● **Supplied records**

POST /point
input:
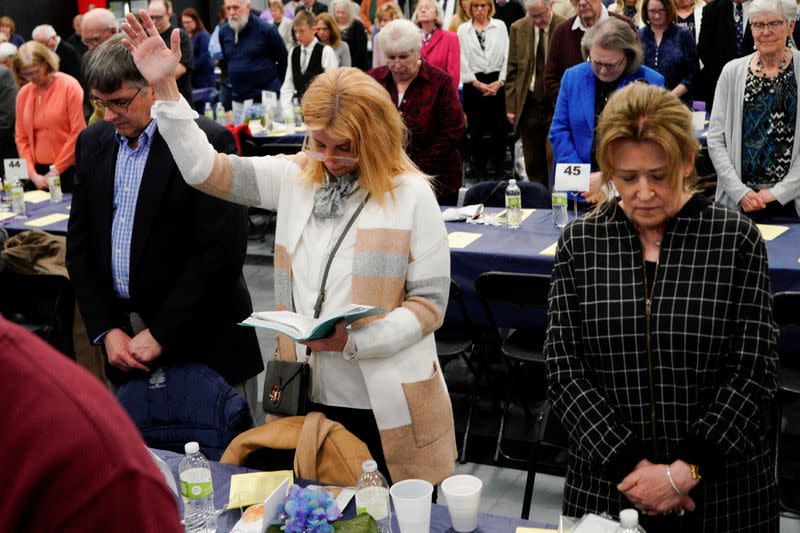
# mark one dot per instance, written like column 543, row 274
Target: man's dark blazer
column 717, row 45
column 69, row 60
column 187, row 252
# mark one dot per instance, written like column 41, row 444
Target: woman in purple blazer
column 440, row 48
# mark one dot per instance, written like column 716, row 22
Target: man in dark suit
column 156, row 265
column 724, row 35
column 565, row 51
column 69, row 60
column 528, row 106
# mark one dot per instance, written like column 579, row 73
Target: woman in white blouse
column 484, row 54
column 380, row 378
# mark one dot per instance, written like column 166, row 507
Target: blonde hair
column 347, row 103
column 620, row 10
column 642, row 113
column 333, row 27
column 489, row 11
column 33, row 54
column 388, row 10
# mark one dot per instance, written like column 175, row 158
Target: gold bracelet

● **Problem to work on**
Copy each line in the entries above where the word "instance" shows up.

● **Reply**
# mark one dot per instance, written like column 543, row 274
# mark one dot per instance, written like column 41, row 444
# mark one dot per instance, written like column 716, row 22
# mark one dot per instance, written like column 579, row 73
# mark one dot per instance, written like column 166, row 507
# mark one dot per instance, written like column 175, row 158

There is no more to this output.